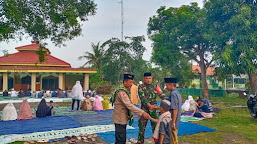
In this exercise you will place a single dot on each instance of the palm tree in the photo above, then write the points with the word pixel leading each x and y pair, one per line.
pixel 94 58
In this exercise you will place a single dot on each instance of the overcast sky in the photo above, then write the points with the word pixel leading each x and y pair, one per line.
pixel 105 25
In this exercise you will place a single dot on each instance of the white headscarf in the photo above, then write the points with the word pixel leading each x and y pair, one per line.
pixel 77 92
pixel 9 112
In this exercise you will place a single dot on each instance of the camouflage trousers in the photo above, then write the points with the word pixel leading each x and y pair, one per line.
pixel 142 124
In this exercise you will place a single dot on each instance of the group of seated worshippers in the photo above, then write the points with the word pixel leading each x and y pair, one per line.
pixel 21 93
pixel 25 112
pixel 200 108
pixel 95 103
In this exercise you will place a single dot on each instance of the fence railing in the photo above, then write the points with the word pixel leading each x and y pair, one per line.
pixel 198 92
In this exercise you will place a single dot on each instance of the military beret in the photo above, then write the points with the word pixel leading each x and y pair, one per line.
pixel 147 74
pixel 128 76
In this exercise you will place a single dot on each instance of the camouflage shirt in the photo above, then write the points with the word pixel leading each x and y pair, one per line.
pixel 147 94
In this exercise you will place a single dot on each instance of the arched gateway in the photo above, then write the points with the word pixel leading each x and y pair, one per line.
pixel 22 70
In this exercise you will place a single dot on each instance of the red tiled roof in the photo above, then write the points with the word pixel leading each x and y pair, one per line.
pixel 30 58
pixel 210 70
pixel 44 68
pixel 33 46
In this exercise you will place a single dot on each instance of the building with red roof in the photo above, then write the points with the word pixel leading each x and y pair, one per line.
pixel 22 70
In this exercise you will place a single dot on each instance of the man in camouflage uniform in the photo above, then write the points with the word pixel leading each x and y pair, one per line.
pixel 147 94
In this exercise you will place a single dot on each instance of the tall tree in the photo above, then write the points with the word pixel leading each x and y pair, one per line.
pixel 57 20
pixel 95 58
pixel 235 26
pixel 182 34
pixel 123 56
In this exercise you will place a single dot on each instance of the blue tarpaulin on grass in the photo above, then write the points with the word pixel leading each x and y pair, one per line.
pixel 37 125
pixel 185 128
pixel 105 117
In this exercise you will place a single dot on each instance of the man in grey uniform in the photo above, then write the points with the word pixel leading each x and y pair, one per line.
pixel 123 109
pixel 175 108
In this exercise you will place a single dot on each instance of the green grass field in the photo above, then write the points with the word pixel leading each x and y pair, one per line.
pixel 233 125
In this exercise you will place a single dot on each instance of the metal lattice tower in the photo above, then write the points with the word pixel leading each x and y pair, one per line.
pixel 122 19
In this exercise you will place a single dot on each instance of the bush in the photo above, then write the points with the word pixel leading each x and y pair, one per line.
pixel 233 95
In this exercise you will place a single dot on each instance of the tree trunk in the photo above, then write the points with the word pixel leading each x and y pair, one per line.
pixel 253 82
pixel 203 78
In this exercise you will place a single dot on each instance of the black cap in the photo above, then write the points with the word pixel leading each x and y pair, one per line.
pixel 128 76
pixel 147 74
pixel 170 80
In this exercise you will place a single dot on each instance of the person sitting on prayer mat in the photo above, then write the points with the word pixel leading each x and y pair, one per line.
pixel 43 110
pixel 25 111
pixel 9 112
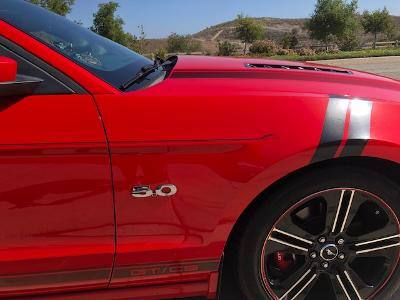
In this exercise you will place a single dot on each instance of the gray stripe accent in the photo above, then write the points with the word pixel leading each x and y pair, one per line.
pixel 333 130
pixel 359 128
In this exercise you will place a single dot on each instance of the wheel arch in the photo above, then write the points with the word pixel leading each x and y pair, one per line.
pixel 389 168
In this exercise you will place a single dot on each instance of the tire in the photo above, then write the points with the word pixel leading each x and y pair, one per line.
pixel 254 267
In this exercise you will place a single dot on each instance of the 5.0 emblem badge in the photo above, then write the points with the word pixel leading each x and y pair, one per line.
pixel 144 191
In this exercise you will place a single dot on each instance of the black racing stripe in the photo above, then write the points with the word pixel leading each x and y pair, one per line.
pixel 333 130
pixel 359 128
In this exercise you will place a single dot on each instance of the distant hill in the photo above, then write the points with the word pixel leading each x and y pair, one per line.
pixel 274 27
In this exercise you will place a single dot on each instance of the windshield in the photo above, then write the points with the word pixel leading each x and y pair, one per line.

DIRECTION => Please repeat the listing above word for word, leaving out the pictures.

ANSWER TO THIS EXERCISE =>
In this exercise you will place a single dot on each instance of the palm tree in the photo above, then write the points with the word pixel leading each x and y pair, one per line.
pixel 94 58
In this exercise you will place a single dot on each instance of the overcast sky in the photo above, then write the points with the word pixel leading each x and y pair, one per line.
pixel 105 25
In this exercise you will place a single dot on each instance of the white headscarf in the photo above, then write the points with the word pixel leading each x and y pair, one per line.
pixel 77 92
pixel 9 112
In this exercise you will place a single dot on each instance of the camouflage trousers in the photo above, then write the points with the word pixel leading each x and y pair, one per line.
pixel 142 124
In this exercise you will place a single dot on each instance of the group of seated worshippers in the photo above, then write the points with the word pixel leading each x and y pair, one per line.
pixel 21 93
pixel 25 112
pixel 200 108
pixel 95 103
In this exercise you will place a single dot on each instance of the fence railing in the photo above, then write the points with the word pixel leading each x and y pair, one per line.
pixel 198 92
In this exercise you will place a single dot on each instance of the military beret in the photo above, then write the points with the word pixel leading each x and y pair, one per line.
pixel 147 74
pixel 128 76
In this exercise you will place a single dot on each instance of the camouflage shirt in the photo above, then write the points with the word pixel leading each x and y pair, one per line.
pixel 147 94
In this exercise you will place a single dot on each instance of the arched gateway in the photo above, then write the points with the word pixel leading each x and y pair, one per line.
pixel 22 70
In this exercise you will place a single dot on each instance of the red tiled roof in the photo above, then write the points with the word pixel leading each x and y pair, one per line.
pixel 30 58
pixel 210 70
pixel 44 68
pixel 33 46
In this exercise you will place a single dot on each instance of the building with red roof in the photo above, then write the points with the word pixel leading each x and y pair, one per line.
pixel 22 70
In this exercise you will place a single dot on each instance of the man in camouflage uniform in the photo above, then write the points with the word pixel leading each x and y pair, one per line.
pixel 147 94
In this exercise you will place a single dot on each instance of the tall tree in the photo above, then write the points with the word pixel leading each x and y pair, one per line.
pixel 57 20
pixel 95 58
pixel 235 26
pixel 182 34
pixel 123 56
In this exercise you will place a single dot on each instance of the blue tarpaulin on grass in the photo above, then write the points with the word pixel leading each x and y pair, one per line.
pixel 37 125
pixel 185 128
pixel 105 117
In this exercise you will place a single dot on each instance of the man in grey uniform in the photo above, then write the points with the word pixel leading each x and y pair, one per line.
pixel 123 109
pixel 175 108
In this exercise you will place a single dot on each instance of the green grass field in the photo above, then write the points with the word pixel leading each x and y pair, one per line.
pixel 233 125
In this exercise you will place a single dot on each instance of the metal lattice tower in the photo above, then write the points with the word pixel leading each x and y pair, one per line.
pixel 122 19
In this exercise you will place a single dot on each instance of the bush in the photo above, then write the points with the word pixel leading each x and y pair, one per line.
pixel 233 95
In this exercise you will place a single dot on each instance of the tree trunk in the photo above, then write the points with the word pixel leading each x and y pair, one per line.
pixel 253 82
pixel 203 78
In this exercise you will place a single dot on each instance of the black cap in the photo above, then write the points with the word pixel leading each x and y pair, one per line.
pixel 128 76
pixel 147 74
pixel 170 80
In this exercise you will place a single dot on each instance of the person sitting on prayer mat in the photo above, then write the points with the word pixel leading each x and y pair, one per line.
pixel 43 110
pixel 25 111
pixel 9 112
In this exercise you will place a single dot on each instance of the gray stripe accent in the photo above, then write the points with the word pixel leading each x and y pair, one per line.
pixel 333 130
pixel 359 128
In this exercise you will place a single dot on each instance of the wheel arch in the photo above, then write the points with the word pixel leading each x and y pair, one per line.
pixel 389 168
In this exercise you will place a single dot on each instance of the tire in the photo above, then write the points with the word pixel leading each x and y pair, one per line.
pixel 254 267
In this exercise you will place a single dot on each instance of the 5.0 emblem badge in the photo above, then write the points with the word pixel leading each x and y pair, one per line.
pixel 144 191
In this exercise you will place a single dot on each instance of the black racing stripe in the photo above, then write the points with the word pixel leading each x and y pair, one per line.
pixel 333 130
pixel 359 128
In this exercise you will place a single dot on each instance of the distant hill in the photo above, then write the points with the word pixel leading each x and y pair, one per line.
pixel 274 27
In this exercise you will place a single dot on each instance of the windshield in the photo above, then write the points with the word pixel leading each x and y pair, one per line.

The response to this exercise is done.